> [Challenge]: Update the lines from the one containing "of the high-visibility" through the end of the items, replacing "red fire truck" with "red fire engine" and leaving everything else unchanged.

> [Items excerpted from a collection]:
....................

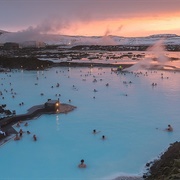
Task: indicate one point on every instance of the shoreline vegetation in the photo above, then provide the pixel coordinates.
(33, 63)
(166, 167)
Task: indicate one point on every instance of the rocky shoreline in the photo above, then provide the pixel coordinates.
(164, 168)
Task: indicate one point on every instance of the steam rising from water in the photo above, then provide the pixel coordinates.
(155, 58)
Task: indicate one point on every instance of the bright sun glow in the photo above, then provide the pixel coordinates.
(141, 26)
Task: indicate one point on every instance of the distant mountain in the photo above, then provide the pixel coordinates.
(163, 36)
(2, 32)
(69, 41)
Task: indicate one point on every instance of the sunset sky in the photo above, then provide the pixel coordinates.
(92, 17)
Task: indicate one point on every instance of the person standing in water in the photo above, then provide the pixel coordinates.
(170, 129)
(82, 165)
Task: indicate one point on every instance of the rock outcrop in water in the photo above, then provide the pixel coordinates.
(28, 63)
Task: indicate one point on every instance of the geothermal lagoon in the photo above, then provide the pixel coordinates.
(125, 107)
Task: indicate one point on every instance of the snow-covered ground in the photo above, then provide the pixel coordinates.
(170, 39)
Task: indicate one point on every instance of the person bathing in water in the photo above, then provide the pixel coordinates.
(82, 165)
(169, 128)
(95, 132)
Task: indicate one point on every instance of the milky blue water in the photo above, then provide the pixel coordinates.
(132, 116)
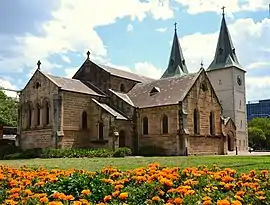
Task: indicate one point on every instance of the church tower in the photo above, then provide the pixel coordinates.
(177, 65)
(228, 79)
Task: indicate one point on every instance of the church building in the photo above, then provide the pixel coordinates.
(181, 113)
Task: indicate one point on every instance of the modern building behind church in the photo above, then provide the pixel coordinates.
(181, 113)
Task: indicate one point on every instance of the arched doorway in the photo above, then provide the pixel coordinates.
(230, 140)
(122, 139)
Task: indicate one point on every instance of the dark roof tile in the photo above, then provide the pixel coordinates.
(172, 90)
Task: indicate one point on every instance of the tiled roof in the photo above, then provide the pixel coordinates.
(110, 110)
(71, 85)
(123, 96)
(170, 91)
(125, 74)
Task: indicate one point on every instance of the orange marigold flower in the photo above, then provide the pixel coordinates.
(123, 196)
(69, 198)
(86, 192)
(207, 202)
(44, 200)
(156, 198)
(223, 202)
(236, 203)
(178, 200)
(107, 198)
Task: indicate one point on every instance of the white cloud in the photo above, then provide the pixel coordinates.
(66, 59)
(73, 29)
(129, 28)
(251, 42)
(162, 30)
(232, 6)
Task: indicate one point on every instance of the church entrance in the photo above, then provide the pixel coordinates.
(230, 138)
(122, 139)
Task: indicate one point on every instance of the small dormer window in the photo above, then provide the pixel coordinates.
(154, 91)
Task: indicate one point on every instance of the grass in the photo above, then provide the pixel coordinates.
(240, 163)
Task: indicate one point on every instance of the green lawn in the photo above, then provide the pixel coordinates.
(240, 163)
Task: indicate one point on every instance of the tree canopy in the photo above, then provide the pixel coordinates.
(259, 133)
(8, 110)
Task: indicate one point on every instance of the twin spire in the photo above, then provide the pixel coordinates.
(225, 55)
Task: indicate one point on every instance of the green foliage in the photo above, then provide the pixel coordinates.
(259, 133)
(122, 152)
(68, 153)
(8, 110)
(151, 151)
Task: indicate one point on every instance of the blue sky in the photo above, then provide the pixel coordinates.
(131, 35)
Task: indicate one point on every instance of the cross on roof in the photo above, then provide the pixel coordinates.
(223, 8)
(38, 64)
(88, 54)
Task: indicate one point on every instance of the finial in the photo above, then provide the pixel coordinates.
(201, 63)
(38, 64)
(223, 8)
(88, 54)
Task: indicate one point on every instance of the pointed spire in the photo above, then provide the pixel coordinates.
(88, 54)
(225, 55)
(177, 64)
(38, 64)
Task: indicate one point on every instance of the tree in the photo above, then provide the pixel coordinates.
(8, 110)
(259, 132)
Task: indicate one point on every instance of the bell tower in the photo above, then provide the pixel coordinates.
(228, 79)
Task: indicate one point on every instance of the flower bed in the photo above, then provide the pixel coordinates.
(152, 185)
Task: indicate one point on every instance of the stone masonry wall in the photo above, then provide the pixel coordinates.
(205, 101)
(156, 137)
(38, 89)
(40, 138)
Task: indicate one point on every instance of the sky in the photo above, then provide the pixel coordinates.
(133, 35)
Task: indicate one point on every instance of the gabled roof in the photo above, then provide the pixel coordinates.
(116, 72)
(72, 85)
(123, 96)
(225, 55)
(172, 90)
(110, 110)
(125, 74)
(177, 65)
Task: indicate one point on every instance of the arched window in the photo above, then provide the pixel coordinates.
(29, 116)
(145, 126)
(122, 87)
(37, 114)
(196, 121)
(46, 113)
(165, 125)
(212, 123)
(100, 131)
(84, 120)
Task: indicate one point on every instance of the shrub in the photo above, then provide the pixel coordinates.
(151, 151)
(67, 153)
(122, 152)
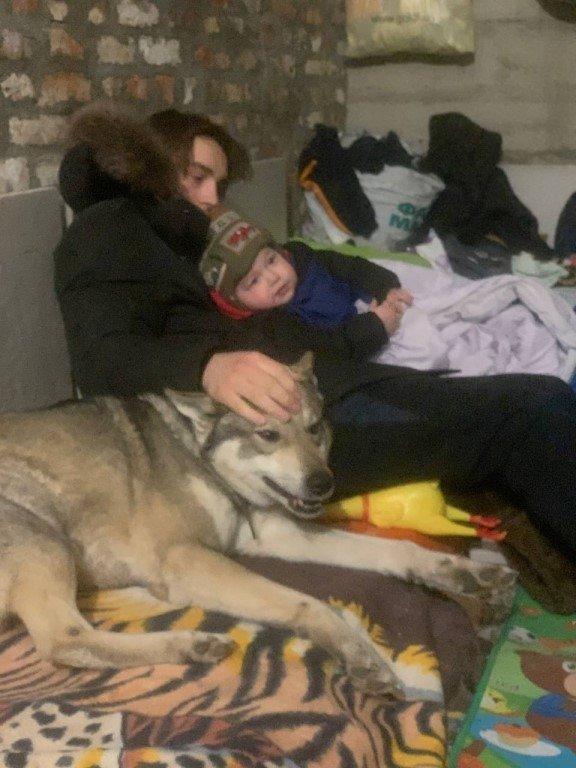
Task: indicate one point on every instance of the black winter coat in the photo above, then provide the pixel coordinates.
(138, 316)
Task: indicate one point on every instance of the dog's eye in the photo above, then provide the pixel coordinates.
(270, 435)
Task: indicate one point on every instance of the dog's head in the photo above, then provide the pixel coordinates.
(278, 464)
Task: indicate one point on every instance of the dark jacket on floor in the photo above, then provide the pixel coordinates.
(478, 199)
(137, 313)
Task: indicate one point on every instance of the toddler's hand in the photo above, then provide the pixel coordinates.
(389, 314)
(400, 298)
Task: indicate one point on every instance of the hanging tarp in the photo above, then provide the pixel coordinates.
(388, 27)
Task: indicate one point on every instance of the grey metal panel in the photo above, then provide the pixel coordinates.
(263, 198)
(34, 365)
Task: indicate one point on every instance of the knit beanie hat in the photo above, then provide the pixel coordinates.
(234, 244)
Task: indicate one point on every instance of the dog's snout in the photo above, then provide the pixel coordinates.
(320, 483)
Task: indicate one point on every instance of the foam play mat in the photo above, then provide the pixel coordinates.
(524, 711)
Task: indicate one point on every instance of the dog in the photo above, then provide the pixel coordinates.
(160, 490)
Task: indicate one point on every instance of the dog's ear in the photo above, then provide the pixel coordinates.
(303, 368)
(199, 409)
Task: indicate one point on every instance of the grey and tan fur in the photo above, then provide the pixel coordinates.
(159, 491)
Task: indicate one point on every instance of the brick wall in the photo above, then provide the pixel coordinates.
(522, 83)
(268, 69)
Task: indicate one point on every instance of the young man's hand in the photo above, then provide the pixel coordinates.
(253, 385)
(390, 310)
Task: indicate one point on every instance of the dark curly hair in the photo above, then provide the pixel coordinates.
(177, 131)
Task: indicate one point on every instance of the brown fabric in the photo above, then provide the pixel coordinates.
(277, 700)
(546, 574)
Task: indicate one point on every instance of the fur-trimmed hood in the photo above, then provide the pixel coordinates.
(112, 154)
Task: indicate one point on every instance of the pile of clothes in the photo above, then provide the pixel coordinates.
(378, 191)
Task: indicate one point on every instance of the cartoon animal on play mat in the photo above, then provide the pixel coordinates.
(552, 715)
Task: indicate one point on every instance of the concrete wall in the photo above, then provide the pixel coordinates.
(522, 83)
(268, 69)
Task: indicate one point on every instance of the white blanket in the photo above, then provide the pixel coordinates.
(504, 324)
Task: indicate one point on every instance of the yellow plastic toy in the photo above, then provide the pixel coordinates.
(419, 506)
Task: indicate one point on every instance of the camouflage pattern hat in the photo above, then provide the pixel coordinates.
(233, 246)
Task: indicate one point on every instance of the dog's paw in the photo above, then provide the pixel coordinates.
(369, 672)
(206, 647)
(493, 585)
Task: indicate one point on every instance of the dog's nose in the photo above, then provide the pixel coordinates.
(320, 483)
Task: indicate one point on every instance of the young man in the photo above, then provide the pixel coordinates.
(139, 317)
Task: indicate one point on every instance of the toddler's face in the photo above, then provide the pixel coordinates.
(270, 283)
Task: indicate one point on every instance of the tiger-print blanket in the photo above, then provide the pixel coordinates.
(277, 701)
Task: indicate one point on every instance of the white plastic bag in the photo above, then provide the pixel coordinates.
(386, 27)
(401, 198)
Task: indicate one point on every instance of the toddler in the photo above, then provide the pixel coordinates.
(248, 272)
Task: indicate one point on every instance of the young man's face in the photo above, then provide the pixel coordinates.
(203, 184)
(270, 283)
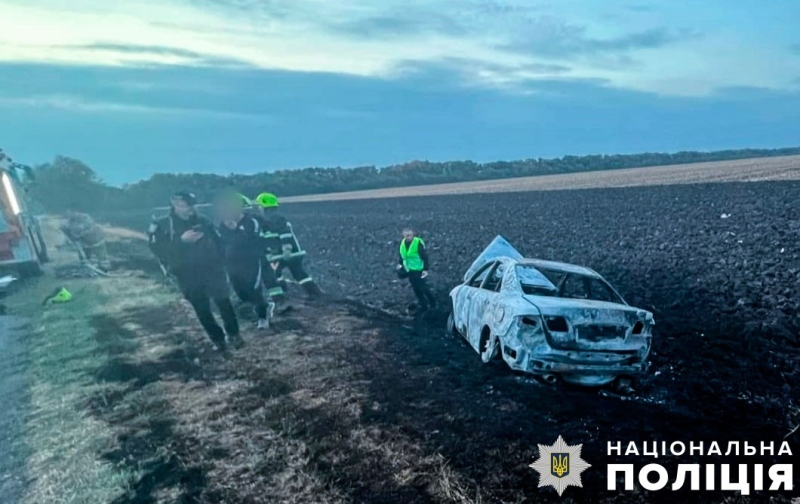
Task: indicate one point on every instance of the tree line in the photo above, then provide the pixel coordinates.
(68, 183)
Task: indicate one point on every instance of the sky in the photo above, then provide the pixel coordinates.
(243, 86)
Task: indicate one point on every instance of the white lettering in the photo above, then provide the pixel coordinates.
(758, 477)
(632, 450)
(694, 469)
(727, 484)
(663, 477)
(682, 446)
(781, 473)
(613, 469)
(655, 449)
(732, 444)
(710, 476)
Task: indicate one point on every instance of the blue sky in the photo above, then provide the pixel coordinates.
(222, 86)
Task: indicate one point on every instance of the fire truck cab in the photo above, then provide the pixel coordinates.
(22, 247)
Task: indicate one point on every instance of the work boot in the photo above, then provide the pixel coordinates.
(312, 289)
(236, 340)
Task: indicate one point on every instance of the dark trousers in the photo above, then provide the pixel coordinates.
(295, 267)
(200, 289)
(421, 289)
(249, 289)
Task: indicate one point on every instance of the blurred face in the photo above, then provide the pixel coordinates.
(182, 209)
(230, 210)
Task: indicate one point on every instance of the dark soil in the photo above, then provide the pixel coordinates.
(724, 363)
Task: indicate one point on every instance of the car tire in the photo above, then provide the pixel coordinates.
(490, 346)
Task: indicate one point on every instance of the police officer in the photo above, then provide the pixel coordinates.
(244, 250)
(284, 250)
(413, 264)
(190, 248)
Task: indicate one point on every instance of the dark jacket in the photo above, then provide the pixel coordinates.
(423, 254)
(244, 245)
(182, 258)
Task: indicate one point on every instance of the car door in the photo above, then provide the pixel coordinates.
(465, 297)
(479, 299)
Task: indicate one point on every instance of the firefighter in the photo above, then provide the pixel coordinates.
(190, 248)
(413, 264)
(284, 250)
(244, 250)
(86, 234)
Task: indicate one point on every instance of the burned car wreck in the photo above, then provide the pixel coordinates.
(550, 319)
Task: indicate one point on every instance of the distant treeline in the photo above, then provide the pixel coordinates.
(69, 183)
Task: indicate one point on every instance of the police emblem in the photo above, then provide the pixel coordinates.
(560, 465)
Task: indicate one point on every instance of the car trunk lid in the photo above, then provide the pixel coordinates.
(580, 324)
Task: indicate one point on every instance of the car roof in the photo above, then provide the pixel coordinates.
(559, 266)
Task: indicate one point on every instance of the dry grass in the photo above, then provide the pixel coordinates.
(63, 355)
(746, 170)
(212, 406)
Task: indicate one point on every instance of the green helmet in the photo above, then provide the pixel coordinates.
(246, 203)
(267, 200)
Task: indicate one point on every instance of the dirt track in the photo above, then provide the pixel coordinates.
(384, 409)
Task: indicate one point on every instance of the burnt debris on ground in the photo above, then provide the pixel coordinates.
(717, 264)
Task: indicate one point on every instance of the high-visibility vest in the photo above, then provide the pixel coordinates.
(410, 254)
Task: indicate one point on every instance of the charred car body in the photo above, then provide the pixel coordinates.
(548, 318)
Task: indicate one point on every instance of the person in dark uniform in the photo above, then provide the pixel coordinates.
(413, 264)
(191, 249)
(244, 250)
(283, 251)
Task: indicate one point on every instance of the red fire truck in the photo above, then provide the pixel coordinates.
(22, 248)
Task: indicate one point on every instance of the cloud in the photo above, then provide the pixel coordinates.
(639, 8)
(153, 53)
(556, 38)
(84, 105)
(265, 119)
(504, 41)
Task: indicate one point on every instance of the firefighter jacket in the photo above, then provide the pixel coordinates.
(181, 258)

....................

> [Exercise answer]:
Task: indicate one point on every instance of the high-visibility vest in the photo above, then provide the pixel coordinates.
(410, 254)
Task: indicate one point on every instance of the charred car body in the photo above, then provide the pixel coordinates.
(548, 318)
Task: indicate one point on every instance of the person in dark uniform in the photo above, then provide the pixel coordinates.
(413, 264)
(191, 249)
(244, 250)
(283, 251)
Task: indicate one point on every instance of the red fire engine in the photo above, then provide the pixel coordinates.
(22, 248)
Task: indicate one point on every instance of the cloud in the photo above, then provide the pixel coordinates.
(639, 8)
(153, 53)
(556, 38)
(84, 105)
(265, 119)
(504, 41)
Task: indicate one point on every instance of the firefighter jacket in the photo above, then provide the pixel coordinates.
(181, 258)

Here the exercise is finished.